▸ TASK TO COMPLETE:
Look for "Q: Point out each instance of the tire" in the entries below. Write out that line and all later lines exactly, ending with the final one.

▸ DATA RECORDS:
########################################

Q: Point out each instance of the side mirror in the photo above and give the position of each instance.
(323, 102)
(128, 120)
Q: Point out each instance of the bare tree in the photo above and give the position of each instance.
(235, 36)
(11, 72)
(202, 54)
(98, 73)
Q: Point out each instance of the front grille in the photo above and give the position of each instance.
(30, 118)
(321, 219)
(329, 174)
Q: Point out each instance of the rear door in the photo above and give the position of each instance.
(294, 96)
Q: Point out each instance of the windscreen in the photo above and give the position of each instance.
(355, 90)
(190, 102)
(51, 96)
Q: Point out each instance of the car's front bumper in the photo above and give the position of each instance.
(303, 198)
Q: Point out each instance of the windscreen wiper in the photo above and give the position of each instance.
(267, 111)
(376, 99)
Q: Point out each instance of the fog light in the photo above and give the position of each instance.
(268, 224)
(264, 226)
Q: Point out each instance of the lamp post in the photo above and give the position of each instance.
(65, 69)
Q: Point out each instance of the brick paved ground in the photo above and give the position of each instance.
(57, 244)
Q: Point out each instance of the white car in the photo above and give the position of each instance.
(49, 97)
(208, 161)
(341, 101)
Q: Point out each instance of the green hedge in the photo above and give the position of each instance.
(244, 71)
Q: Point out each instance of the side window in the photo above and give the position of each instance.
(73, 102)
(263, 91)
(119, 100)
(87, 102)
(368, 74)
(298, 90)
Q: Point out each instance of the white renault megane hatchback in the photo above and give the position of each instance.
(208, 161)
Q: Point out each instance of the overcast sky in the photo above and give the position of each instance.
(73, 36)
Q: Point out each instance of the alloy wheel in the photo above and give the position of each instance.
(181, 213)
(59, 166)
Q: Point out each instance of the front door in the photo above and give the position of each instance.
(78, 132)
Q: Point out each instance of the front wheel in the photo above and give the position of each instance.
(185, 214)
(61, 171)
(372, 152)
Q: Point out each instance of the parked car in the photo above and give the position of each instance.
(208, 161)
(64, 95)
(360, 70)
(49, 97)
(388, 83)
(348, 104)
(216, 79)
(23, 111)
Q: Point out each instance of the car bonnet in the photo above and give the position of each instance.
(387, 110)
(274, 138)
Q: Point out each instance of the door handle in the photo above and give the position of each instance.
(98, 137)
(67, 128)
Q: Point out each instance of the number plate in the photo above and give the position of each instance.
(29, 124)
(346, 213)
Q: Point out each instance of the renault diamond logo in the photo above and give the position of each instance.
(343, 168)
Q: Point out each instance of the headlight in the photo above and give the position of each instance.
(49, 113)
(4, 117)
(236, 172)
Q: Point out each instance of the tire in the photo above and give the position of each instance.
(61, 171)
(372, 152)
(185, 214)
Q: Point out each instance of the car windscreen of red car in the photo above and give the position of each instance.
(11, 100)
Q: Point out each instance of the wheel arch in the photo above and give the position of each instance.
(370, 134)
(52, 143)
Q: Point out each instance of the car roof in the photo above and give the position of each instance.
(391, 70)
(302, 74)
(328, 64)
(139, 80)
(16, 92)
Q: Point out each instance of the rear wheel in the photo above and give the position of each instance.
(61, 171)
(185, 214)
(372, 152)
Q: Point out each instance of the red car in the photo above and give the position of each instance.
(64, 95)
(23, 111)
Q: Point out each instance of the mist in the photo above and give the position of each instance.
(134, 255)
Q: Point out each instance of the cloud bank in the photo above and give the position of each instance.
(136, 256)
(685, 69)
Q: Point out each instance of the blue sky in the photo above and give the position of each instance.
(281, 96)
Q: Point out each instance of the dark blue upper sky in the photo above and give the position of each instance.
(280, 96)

########################################

▸ COMPLETED TASK:
Q: Point out each instance of the tire in the photo above and give the position of each instance.
(61, 171)
(372, 152)
(185, 214)
Q: Point out each instance of the car windscreen of red car in the photo above and give the position of each instance.
(11, 100)
Q: Point out each instance of the wheel arch in the photo above and give the position of each instance.
(370, 134)
(52, 143)
Q: Point out each instance of the car roof in the photo above and give the position of each instance.
(391, 70)
(302, 74)
(328, 64)
(139, 80)
(16, 92)
Q: Point out each instance of the rear wheel in the photo above and give the position of each instance.
(61, 171)
(185, 214)
(372, 152)
Q: Point out each instance of the red car in the photo above and give the position of each instance.
(64, 95)
(23, 111)
Q: Point out each instance of the mist in the photo above and give the position of each instance.
(134, 255)
Q: Point out each instance of the cloud bank in the photo above and give the position of each instance.
(136, 256)
(685, 69)
Q: Point out each instance of the blue sky in the photo above and give the position of each instance.
(281, 96)
Q: Point out each instance of the dark blue upper sky in the photo above and give the position of each instance.
(280, 96)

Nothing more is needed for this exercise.